# Given passage
□ □ □
Kathryn Woessner, 68, Was Missing for 3 Days Before Two Strangers Found Her Submerged in a Mud Puddle with Only Her Mouth Above the Surface, Whispering “Help Me.”
The mud held Kathryn Woessner so tightly that rescuers needed about 90 minutes to free her after they reached her. Only her mouth, one kneecap, and part of a hand were still above the surface.

Woessner, 68, of Alexandria, Minnesota, vanished June 3 without her phone or belongings. Her van had gotten stuck roughly 80 miles from home, and she slipped into the puddle while trying to free it. She later told her rescuers it grabbed her instantly. “She said it was like quicksand, and she couldn’t get out,” Adam Sandbeck recalled.
Sandbeck and Mike Gravalin, two longtime friends from the Fargo area, were riding a Polaris side-by-side through trails near Backus on June 6 when they veered onto an unfamiliar path they’d passed for years without taking. Recent storms had left the route bumpy and waterlogged. Then they hit a clearing.
□ □ □
# Information shown
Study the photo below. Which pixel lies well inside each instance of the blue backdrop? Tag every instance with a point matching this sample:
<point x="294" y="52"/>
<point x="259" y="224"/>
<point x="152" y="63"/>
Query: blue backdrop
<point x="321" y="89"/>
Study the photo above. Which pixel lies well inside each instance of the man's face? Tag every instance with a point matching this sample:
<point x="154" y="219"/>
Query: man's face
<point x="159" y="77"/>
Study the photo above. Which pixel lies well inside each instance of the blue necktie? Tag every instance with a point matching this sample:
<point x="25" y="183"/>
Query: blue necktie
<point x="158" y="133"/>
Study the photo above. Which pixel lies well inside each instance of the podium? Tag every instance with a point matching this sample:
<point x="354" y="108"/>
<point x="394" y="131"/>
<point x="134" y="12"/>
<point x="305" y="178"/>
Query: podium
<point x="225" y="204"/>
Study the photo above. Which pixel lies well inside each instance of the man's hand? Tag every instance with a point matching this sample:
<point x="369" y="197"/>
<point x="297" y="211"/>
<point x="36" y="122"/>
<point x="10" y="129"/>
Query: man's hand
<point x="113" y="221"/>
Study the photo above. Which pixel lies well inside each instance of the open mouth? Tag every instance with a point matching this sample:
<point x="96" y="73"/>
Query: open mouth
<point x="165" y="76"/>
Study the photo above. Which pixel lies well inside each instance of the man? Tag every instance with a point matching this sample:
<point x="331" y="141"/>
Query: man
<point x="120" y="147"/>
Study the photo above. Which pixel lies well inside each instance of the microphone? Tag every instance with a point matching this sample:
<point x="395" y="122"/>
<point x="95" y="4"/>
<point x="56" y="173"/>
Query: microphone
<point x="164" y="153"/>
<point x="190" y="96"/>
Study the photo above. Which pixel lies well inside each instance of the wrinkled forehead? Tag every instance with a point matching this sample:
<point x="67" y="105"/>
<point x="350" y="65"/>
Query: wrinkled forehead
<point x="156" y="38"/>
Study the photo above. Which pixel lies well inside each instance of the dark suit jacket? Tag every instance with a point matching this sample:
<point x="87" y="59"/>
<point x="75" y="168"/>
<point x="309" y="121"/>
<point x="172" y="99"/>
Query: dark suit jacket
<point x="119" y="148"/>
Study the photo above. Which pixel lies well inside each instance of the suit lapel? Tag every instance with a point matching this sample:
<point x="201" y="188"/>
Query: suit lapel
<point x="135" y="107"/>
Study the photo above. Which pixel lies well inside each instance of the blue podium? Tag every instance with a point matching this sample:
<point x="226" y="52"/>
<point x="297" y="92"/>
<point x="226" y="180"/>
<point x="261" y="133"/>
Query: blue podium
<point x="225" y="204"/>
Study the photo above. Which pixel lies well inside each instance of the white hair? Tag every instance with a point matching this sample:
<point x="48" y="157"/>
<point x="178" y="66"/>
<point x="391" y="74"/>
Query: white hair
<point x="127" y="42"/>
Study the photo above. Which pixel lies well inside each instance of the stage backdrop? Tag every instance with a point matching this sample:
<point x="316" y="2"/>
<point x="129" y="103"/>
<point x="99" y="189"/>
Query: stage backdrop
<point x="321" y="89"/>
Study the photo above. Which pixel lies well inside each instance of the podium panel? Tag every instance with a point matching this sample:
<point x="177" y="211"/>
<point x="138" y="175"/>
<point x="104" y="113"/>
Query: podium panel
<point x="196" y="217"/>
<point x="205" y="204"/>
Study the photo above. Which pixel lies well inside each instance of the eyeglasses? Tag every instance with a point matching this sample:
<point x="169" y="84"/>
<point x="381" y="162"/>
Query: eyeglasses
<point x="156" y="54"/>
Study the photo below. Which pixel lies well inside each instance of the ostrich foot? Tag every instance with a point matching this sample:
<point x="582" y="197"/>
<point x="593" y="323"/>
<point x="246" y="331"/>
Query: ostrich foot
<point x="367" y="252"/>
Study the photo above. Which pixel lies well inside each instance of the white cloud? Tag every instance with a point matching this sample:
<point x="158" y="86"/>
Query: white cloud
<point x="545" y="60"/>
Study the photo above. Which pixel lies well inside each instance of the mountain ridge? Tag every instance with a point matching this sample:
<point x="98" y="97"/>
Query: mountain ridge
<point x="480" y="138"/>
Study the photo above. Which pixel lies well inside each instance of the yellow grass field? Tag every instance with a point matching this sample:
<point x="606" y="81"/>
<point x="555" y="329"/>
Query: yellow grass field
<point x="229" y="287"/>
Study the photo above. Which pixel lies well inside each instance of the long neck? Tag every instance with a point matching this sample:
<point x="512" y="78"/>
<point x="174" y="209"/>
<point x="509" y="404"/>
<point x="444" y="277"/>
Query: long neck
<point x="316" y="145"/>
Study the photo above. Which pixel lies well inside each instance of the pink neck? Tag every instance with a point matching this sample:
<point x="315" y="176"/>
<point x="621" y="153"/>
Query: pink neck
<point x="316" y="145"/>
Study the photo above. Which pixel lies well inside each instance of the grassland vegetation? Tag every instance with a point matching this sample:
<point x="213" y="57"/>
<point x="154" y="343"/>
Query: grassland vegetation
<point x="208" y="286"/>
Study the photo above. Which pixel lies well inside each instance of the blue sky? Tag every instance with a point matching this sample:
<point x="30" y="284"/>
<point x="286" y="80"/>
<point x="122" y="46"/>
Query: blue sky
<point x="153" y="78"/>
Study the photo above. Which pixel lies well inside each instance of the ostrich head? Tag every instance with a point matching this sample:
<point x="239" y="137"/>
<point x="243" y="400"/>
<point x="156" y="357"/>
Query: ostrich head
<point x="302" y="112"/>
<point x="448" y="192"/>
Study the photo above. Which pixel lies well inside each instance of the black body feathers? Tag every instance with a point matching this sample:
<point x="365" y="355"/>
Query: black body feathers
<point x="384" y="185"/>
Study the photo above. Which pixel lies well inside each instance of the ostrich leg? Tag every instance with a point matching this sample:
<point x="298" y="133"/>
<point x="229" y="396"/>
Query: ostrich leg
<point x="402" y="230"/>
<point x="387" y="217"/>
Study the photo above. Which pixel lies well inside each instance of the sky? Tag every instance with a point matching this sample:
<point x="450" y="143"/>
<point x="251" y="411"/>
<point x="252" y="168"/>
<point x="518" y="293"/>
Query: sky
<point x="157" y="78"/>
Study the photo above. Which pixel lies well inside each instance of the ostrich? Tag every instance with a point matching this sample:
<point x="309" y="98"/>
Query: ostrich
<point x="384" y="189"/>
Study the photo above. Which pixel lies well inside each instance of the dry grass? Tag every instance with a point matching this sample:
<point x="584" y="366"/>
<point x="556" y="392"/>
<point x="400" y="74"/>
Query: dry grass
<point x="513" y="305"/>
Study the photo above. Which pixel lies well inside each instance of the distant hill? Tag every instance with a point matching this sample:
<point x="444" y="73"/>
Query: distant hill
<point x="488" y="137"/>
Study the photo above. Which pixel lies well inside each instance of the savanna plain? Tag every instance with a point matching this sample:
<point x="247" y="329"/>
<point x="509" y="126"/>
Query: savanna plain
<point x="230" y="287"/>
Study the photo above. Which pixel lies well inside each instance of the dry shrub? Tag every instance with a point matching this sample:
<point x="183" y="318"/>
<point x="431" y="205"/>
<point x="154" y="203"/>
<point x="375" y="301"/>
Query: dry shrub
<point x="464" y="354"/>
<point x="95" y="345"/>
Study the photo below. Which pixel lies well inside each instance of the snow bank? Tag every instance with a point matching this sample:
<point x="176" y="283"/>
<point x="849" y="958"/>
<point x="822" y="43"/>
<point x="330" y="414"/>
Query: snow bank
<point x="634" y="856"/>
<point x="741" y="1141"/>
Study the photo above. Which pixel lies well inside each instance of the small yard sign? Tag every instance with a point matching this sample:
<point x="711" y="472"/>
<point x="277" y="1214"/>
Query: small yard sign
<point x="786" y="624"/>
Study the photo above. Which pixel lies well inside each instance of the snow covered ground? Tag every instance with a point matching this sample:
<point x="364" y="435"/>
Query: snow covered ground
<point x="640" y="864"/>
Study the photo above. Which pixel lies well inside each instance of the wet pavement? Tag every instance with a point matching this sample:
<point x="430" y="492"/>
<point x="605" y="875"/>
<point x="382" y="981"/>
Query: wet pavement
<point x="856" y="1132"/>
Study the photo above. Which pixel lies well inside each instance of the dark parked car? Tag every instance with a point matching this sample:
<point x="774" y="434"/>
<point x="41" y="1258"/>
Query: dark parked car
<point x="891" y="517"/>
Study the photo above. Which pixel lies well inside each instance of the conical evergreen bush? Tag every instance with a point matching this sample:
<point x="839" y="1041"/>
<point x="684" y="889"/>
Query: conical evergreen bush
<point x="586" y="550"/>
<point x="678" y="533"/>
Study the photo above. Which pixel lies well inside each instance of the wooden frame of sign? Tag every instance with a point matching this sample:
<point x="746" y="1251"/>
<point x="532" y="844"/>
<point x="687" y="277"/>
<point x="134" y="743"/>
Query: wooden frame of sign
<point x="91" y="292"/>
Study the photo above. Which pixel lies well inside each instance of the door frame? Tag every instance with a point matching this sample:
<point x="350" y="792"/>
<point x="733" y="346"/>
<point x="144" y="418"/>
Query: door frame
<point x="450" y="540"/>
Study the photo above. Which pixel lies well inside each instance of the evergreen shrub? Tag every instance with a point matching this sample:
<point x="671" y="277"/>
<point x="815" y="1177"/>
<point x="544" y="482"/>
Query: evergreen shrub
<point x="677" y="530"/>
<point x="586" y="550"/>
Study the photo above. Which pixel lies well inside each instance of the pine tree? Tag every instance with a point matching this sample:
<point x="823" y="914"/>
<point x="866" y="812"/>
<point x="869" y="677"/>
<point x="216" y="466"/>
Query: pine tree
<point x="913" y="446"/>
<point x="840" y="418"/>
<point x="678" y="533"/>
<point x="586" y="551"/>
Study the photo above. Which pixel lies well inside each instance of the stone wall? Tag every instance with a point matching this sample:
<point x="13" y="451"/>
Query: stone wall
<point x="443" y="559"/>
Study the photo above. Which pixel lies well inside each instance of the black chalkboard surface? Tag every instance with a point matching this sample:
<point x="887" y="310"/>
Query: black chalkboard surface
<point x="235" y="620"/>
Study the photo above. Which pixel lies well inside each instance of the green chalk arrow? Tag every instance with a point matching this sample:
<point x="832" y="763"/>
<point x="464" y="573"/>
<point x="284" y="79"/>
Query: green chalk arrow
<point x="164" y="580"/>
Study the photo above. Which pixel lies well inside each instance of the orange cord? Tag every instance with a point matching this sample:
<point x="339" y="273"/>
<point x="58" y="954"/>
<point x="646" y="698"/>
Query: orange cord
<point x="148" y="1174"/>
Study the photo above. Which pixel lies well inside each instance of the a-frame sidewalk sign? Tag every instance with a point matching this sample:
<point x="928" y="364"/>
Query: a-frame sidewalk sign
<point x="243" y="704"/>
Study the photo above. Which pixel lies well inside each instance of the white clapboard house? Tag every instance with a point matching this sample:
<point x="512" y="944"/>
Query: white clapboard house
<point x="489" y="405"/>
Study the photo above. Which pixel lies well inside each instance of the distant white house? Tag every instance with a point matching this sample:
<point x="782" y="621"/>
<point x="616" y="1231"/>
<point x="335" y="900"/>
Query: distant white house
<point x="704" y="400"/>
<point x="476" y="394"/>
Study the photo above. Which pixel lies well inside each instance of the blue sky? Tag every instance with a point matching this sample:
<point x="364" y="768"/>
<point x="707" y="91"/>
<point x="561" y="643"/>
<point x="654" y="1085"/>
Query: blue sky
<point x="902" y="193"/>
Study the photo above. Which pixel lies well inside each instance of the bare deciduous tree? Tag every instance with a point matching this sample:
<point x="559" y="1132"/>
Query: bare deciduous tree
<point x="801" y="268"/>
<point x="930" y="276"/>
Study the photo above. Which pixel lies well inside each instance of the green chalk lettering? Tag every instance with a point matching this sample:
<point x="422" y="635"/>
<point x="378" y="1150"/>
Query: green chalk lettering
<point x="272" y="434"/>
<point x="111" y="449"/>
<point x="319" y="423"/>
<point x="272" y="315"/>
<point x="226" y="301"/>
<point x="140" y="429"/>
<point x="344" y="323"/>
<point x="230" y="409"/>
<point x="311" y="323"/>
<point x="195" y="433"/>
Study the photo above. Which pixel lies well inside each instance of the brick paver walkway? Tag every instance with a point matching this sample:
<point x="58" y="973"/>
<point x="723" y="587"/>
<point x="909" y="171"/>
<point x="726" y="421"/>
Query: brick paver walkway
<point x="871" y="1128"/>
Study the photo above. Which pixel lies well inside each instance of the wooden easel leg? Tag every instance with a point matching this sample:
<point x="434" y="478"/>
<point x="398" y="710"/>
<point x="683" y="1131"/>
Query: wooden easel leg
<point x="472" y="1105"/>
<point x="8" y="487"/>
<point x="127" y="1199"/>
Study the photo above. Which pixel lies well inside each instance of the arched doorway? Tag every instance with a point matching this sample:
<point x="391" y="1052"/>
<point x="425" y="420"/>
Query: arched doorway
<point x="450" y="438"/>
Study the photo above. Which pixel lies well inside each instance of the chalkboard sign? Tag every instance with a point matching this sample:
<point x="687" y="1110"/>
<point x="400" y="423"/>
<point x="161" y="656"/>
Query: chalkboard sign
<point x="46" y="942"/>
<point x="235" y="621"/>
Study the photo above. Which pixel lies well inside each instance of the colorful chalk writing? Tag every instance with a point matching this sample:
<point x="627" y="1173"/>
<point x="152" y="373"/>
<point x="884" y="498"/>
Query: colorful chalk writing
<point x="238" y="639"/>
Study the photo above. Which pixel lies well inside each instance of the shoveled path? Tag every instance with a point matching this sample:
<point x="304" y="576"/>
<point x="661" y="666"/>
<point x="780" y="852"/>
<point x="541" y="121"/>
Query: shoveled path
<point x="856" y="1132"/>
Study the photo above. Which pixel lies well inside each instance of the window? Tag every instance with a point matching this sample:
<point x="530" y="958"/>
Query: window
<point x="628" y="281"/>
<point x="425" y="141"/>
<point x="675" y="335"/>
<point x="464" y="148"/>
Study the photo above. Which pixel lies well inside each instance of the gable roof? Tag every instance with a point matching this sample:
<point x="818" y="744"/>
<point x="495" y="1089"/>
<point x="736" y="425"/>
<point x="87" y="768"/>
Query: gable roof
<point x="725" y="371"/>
□ □ □
# Exercise task
Transcribe everything in the article from "The mud held" down to "hit a clearing.". Rely solely on the article about Kathryn Woessner's rescue and not on the records.

# Written response
The mud held Kathryn Woessner so tightly that rescuers needed about 90 minutes to free her after they reached her. Only her mouth, one kneecap, and part of a hand were still above the surface.

Woessner, 68, of Alexandria, Minnesota, vanished June 3 without her phone or belongings. Her van had gotten stuck roughly 80 miles from home, and she slipped into the puddle while trying to free it. She later told her rescuers it grabbed her instantly. “She said it was like quicksand, and she couldn’t get out,” Adam Sandbeck recalled.
Sandbeck and Mike Gravalin, two longtime friends from the Fargo area, were riding a Polaris side-by-side through trails near Backus on June 6 when they veered onto an unfamiliar path they’d passed for years without taking. Recent storms had left the route bumpy and waterlogged. Then they hit a clearing.